§ **Your instructions**
Which lines run from the one containing "the wooden headboard." through the end of the entries? Restate them word for word, and only those.

BEGIN Material supplied

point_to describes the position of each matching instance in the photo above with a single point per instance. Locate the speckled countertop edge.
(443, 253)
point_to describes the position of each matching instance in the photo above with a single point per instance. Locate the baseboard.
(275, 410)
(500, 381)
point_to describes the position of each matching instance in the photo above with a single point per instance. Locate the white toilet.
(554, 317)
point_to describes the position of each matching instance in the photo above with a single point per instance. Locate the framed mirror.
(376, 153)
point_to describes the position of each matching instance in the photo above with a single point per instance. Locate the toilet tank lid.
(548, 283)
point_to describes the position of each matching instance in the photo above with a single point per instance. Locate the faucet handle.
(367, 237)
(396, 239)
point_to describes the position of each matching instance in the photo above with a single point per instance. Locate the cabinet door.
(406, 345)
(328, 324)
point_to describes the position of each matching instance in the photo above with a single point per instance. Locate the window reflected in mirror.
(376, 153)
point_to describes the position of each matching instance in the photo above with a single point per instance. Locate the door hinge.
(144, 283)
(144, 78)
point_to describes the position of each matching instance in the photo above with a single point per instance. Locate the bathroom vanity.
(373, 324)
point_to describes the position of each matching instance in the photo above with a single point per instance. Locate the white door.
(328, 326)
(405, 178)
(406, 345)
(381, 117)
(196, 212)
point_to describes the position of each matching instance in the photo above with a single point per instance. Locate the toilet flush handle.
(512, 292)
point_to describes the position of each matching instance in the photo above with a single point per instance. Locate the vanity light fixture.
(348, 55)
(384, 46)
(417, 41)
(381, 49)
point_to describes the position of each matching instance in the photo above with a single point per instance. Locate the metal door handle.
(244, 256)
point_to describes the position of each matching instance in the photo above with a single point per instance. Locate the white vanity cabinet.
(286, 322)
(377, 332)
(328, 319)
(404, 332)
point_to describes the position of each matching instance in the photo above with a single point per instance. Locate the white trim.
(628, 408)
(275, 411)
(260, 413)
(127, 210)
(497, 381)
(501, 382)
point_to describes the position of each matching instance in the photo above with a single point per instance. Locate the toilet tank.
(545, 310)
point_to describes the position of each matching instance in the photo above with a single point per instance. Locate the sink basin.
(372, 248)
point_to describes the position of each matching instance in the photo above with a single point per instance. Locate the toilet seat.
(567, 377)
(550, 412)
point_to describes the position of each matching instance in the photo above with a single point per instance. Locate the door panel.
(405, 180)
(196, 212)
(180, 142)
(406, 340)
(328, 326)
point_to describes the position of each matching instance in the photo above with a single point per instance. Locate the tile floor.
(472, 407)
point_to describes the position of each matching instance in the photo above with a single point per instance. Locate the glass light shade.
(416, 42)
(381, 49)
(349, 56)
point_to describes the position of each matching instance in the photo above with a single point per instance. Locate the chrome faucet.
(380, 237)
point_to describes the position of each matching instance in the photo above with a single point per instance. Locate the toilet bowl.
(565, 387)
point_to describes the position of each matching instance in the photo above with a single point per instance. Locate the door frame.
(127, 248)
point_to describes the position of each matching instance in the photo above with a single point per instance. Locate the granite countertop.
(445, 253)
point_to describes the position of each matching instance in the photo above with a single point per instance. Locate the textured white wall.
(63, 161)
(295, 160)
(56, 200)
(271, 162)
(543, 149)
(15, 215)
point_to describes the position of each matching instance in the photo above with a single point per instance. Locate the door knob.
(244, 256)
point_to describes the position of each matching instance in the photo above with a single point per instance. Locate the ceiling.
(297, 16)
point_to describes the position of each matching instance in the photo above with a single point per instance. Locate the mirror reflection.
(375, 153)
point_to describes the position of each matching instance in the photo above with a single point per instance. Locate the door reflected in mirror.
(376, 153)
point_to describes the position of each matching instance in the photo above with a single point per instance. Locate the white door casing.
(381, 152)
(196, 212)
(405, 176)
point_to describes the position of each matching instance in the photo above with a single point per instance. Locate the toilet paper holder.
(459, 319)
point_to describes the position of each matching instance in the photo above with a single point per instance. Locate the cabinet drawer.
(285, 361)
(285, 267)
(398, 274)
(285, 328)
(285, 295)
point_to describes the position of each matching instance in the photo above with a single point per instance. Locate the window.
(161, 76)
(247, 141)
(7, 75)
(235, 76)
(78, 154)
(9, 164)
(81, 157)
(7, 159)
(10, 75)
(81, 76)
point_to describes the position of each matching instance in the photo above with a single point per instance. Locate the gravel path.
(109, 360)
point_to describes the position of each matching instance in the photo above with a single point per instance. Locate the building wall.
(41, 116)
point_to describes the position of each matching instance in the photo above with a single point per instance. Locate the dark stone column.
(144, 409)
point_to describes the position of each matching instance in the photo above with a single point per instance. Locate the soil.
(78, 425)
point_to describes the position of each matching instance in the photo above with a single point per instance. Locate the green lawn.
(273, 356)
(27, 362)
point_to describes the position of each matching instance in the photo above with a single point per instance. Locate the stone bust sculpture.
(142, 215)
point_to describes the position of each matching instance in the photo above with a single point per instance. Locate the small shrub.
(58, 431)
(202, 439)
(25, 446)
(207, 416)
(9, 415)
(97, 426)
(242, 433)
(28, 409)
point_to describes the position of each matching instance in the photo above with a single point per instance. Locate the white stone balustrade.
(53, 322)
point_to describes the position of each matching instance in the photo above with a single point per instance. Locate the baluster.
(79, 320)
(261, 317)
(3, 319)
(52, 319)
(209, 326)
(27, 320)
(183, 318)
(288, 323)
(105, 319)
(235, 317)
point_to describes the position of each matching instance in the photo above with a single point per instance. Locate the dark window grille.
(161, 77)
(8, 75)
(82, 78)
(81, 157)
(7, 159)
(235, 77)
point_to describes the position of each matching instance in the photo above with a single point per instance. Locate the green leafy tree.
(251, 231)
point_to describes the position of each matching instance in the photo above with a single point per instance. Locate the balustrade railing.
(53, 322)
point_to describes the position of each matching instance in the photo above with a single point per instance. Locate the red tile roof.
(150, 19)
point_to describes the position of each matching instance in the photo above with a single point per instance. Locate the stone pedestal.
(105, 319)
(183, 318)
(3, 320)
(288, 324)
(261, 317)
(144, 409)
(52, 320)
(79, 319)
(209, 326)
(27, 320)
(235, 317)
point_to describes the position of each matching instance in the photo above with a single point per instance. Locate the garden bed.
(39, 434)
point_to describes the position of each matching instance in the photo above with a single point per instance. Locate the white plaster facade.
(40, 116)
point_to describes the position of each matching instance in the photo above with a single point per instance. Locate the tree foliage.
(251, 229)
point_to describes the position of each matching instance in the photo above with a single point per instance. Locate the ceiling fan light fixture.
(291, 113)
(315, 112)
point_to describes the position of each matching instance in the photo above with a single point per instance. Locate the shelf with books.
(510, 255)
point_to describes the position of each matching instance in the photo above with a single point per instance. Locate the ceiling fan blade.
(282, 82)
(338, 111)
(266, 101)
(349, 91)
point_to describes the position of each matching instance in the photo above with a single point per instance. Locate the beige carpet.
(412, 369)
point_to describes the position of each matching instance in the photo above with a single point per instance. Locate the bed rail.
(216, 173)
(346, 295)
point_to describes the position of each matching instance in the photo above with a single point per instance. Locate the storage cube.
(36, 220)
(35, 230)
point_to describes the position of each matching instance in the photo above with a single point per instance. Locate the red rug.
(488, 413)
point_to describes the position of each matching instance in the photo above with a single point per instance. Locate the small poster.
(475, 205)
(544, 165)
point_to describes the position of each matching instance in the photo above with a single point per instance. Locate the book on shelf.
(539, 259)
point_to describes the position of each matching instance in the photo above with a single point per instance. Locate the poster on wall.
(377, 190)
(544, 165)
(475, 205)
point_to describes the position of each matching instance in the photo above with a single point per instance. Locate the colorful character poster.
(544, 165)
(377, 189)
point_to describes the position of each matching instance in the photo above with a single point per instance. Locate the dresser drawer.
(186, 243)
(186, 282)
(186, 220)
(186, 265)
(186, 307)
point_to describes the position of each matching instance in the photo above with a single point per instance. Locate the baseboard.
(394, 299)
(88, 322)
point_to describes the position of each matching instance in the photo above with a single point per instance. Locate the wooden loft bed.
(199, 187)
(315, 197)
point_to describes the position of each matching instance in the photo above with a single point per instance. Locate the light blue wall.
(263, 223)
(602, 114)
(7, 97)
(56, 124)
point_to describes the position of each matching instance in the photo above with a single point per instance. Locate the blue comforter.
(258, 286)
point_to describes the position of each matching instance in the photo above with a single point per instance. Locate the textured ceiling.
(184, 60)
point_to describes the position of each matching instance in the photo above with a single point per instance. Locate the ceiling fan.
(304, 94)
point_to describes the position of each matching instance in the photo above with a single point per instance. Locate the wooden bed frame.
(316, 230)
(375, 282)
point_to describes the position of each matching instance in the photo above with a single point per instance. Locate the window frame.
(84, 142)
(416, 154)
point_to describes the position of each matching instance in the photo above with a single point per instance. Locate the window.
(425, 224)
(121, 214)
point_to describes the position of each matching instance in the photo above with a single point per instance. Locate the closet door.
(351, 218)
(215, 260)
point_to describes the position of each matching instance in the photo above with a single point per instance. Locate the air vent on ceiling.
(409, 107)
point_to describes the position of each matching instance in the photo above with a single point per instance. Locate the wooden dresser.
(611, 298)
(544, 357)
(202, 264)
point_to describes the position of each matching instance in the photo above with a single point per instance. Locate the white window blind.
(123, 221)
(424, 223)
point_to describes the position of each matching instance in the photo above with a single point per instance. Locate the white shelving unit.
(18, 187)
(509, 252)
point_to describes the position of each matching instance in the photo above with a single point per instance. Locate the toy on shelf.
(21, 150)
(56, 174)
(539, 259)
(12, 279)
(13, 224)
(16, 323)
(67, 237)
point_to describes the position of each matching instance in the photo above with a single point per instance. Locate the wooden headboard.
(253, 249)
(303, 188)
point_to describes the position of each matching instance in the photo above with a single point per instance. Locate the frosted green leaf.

END Material supplied

§ **Result of the exercise**
point_to describes the position of each matching instance in the photo above with a single point per instance. Locate the wooden headboard.
(253, 249)
(303, 188)
point_to describes the position of each matching instance in the photo above with a single point per instance. Locate the frosted green leaf.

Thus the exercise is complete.